## Extracted entries
+ + + + + + +
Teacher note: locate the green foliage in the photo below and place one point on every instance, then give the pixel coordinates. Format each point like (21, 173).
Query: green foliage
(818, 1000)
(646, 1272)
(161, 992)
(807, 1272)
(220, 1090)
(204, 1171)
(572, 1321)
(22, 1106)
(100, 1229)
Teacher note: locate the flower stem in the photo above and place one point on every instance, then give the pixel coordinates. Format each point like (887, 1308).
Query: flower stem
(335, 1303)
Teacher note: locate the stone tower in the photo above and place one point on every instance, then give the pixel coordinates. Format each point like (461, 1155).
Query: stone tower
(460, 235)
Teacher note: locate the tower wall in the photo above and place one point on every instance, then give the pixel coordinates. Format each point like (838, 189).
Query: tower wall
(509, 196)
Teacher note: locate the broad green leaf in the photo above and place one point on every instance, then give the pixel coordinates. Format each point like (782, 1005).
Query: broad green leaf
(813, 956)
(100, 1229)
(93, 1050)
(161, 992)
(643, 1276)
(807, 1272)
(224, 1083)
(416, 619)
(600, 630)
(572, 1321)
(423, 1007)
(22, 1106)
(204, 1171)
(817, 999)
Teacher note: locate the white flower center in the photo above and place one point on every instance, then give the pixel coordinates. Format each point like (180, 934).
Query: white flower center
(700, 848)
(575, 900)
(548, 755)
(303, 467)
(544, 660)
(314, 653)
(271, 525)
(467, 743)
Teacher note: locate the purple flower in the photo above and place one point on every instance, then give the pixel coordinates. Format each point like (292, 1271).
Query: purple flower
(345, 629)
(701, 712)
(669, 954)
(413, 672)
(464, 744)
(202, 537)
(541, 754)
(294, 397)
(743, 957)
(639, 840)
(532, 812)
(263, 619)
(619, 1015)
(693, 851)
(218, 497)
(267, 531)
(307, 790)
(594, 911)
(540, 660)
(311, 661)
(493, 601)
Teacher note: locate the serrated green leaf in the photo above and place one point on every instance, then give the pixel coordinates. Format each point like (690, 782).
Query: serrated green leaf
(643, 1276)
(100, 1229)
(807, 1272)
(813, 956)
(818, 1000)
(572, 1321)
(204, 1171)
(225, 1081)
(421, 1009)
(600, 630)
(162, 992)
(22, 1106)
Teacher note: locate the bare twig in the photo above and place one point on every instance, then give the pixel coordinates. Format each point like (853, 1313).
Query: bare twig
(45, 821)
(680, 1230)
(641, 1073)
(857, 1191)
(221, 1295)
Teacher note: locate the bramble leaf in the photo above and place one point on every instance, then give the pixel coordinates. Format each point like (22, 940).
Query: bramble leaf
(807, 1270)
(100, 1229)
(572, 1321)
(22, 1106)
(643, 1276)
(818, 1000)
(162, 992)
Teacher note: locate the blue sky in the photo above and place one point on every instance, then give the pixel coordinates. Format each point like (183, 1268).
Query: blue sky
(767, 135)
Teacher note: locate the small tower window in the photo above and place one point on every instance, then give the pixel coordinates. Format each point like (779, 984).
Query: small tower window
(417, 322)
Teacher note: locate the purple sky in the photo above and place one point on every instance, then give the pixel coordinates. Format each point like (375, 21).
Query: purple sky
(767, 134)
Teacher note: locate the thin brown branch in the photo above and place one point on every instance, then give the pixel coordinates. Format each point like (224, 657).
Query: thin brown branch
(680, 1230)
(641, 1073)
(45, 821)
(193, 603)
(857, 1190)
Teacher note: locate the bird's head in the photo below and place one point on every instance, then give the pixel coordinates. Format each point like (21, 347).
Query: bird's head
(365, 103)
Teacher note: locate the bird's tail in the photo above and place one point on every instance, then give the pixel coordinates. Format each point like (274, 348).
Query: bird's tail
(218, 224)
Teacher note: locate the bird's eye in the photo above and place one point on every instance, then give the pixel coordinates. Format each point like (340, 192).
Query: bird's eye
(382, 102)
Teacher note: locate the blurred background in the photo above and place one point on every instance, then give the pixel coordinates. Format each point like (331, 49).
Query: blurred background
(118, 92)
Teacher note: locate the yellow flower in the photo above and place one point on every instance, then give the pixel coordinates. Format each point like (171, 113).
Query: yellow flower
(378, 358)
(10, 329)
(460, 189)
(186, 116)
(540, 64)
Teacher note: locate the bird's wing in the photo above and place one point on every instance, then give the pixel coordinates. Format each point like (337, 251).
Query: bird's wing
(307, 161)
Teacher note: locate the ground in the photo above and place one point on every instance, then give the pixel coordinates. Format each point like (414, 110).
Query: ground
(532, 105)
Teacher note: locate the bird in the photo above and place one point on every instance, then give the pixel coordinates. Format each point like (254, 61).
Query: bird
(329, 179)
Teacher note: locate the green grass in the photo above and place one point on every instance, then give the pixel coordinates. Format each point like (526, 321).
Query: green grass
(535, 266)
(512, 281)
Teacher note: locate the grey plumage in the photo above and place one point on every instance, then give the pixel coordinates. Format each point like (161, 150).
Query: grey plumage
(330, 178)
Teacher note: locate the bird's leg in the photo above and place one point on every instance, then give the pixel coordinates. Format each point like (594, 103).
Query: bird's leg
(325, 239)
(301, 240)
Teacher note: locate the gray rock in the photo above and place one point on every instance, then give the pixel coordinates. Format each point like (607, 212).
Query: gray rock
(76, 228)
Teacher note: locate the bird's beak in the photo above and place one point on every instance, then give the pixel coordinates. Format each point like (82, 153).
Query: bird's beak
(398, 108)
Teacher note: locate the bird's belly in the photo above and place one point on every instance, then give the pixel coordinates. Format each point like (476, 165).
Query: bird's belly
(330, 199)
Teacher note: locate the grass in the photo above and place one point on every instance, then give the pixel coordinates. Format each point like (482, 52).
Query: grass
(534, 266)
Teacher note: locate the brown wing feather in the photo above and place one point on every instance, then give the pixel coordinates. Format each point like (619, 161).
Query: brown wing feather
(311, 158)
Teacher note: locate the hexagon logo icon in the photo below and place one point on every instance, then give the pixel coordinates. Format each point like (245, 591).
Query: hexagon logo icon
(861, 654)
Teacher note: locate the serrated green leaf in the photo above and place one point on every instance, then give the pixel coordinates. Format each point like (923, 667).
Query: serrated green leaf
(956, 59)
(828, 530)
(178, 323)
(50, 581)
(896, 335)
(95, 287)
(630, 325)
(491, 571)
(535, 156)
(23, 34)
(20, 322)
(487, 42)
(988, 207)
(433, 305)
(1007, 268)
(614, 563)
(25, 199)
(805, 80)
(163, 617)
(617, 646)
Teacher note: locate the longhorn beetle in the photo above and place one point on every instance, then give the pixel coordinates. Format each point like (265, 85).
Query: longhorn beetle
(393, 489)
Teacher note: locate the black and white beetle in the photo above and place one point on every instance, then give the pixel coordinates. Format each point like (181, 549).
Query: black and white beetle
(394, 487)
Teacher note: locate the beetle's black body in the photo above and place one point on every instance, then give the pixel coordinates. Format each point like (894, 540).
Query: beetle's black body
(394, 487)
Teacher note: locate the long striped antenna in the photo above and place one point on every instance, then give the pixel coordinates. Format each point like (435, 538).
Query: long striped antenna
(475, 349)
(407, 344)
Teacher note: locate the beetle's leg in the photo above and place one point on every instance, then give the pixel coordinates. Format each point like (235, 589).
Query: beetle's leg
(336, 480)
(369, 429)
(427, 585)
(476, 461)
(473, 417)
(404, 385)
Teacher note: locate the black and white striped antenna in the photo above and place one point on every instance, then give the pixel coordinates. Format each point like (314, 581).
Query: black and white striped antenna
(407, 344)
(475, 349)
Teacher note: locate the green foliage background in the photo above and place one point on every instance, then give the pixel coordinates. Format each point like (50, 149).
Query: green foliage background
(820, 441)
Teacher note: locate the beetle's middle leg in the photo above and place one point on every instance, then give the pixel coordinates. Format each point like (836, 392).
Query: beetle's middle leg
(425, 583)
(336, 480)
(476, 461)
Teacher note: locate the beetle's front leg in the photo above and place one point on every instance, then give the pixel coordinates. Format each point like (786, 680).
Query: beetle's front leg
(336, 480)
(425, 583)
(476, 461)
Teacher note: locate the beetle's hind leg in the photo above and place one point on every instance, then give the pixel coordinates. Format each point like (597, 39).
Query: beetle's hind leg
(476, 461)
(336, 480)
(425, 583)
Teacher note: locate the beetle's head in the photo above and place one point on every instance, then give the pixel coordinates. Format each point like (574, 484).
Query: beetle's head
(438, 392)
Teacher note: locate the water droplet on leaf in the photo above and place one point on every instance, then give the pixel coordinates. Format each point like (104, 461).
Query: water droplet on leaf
+ + + + + + +
## Exercise brief
Each line of the listing that contains the word "below" must be counted. Give only the resulting figure.

## Result of the exercise
3